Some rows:
--------------------

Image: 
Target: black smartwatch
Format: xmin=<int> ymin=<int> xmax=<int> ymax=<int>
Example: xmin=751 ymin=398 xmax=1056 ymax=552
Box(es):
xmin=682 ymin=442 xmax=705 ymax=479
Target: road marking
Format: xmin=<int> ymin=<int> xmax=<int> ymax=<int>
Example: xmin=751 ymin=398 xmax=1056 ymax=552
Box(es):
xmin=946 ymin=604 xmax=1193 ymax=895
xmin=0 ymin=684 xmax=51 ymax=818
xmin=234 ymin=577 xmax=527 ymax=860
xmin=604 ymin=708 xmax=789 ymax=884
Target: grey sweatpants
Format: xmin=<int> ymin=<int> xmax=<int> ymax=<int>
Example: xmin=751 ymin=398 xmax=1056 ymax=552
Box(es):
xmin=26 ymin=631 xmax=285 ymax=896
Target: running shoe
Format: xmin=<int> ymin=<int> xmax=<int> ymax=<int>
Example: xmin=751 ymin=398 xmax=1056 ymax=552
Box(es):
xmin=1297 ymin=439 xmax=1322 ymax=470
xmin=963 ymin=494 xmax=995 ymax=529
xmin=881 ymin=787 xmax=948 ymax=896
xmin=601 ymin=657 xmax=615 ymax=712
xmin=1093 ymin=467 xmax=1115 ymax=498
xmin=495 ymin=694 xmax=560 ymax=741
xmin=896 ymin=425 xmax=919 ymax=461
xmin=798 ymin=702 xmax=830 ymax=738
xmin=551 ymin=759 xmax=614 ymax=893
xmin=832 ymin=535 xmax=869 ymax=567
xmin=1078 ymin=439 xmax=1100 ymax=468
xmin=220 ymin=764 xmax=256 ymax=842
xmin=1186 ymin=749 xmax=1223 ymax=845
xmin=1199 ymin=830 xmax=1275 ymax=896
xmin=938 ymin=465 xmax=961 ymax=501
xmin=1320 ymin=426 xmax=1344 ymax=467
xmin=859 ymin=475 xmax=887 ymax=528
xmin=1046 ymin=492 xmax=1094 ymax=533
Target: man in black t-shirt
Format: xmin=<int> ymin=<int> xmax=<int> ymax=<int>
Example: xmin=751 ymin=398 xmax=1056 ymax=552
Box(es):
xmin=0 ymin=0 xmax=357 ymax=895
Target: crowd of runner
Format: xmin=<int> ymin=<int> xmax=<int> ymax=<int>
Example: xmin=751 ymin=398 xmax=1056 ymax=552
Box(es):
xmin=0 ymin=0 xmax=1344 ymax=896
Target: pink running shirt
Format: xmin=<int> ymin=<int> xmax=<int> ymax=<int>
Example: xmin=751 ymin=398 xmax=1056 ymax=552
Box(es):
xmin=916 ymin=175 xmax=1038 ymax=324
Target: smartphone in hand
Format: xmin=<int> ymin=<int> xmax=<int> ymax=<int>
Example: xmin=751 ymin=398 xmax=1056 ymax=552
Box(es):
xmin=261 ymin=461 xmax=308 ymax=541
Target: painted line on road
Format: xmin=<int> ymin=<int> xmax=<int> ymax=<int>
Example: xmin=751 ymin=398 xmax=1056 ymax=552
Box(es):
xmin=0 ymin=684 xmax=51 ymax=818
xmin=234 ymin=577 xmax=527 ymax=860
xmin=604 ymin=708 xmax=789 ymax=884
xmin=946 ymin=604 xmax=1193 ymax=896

--------------------

*Problem to solve*:
Please write out all of the rows above again, line for line, with no changes.

*Exercise output*:
Image: 
Target: black smartwatch
Format: xmin=<int> ymin=<int> xmax=<int> ymax=<int>
Example: xmin=751 ymin=398 xmax=1056 ymax=552
Box(es):
xmin=682 ymin=442 xmax=705 ymax=479
Target: road marking
Format: xmin=<int> ymin=<int> xmax=<int> ymax=<int>
Example: xmin=751 ymin=398 xmax=1056 ymax=552
Box(es):
xmin=946 ymin=604 xmax=1193 ymax=895
xmin=0 ymin=684 xmax=51 ymax=818
xmin=234 ymin=577 xmax=527 ymax=860
xmin=604 ymin=708 xmax=789 ymax=884
Target: grey sweatpants
Format: xmin=<int> ymin=<int> xmax=<int> ymax=<int>
Example: xmin=751 ymin=398 xmax=1056 ymax=552
Box(es):
xmin=26 ymin=631 xmax=285 ymax=896
Target: running shoe
Format: xmin=<int> ymin=<int> xmax=<int> ymax=<int>
Example: xmin=751 ymin=398 xmax=1056 ymax=552
Box(es):
xmin=1297 ymin=439 xmax=1322 ymax=470
xmin=963 ymin=494 xmax=995 ymax=529
xmin=881 ymin=787 xmax=948 ymax=896
xmin=601 ymin=657 xmax=615 ymax=712
xmin=1093 ymin=467 xmax=1115 ymax=498
xmin=495 ymin=694 xmax=560 ymax=741
xmin=896 ymin=425 xmax=919 ymax=461
xmin=798 ymin=702 xmax=830 ymax=738
xmin=551 ymin=759 xmax=614 ymax=893
xmin=832 ymin=535 xmax=869 ymax=567
xmin=1078 ymin=439 xmax=1100 ymax=468
xmin=220 ymin=764 xmax=256 ymax=842
xmin=1186 ymin=749 xmax=1223 ymax=845
xmin=1199 ymin=830 xmax=1275 ymax=896
xmin=938 ymin=465 xmax=961 ymax=501
xmin=1320 ymin=426 xmax=1344 ymax=467
xmin=859 ymin=475 xmax=887 ymax=528
xmin=1046 ymin=492 xmax=1094 ymax=533
Target: man in black t-shirt
Format: xmin=<int> ymin=<int> xmax=<int> ymax=<int>
Example: xmin=751 ymin=398 xmax=1056 ymax=552
Box(es):
xmin=0 ymin=0 xmax=357 ymax=895
Target: crowd of runner
Format: xmin=<int> ymin=<int> xmax=<int> ymax=<int>
Example: xmin=751 ymin=398 xmax=1056 ymax=552
Box(es):
xmin=0 ymin=0 xmax=1344 ymax=896
Target: pink running shirt
Format: xmin=<int> ymin=<int> xmax=<int> ymax=<int>
Example: xmin=751 ymin=398 xmax=1056 ymax=552
Box(es):
xmin=916 ymin=175 xmax=1038 ymax=324
Target: smartphone in hand
Format: xmin=<int> ymin=<int> xmax=<int> ymax=<int>
Example: xmin=751 ymin=398 xmax=1056 ymax=552
Box(es):
xmin=261 ymin=461 xmax=308 ymax=541
Target: painted line on road
Format: xmin=<int> ymin=<int> xmax=<int> ymax=<int>
Example: xmin=751 ymin=398 xmax=1056 ymax=552
Box(es):
xmin=0 ymin=684 xmax=51 ymax=818
xmin=234 ymin=577 xmax=527 ymax=860
xmin=604 ymin=708 xmax=789 ymax=884
xmin=946 ymin=604 xmax=1193 ymax=896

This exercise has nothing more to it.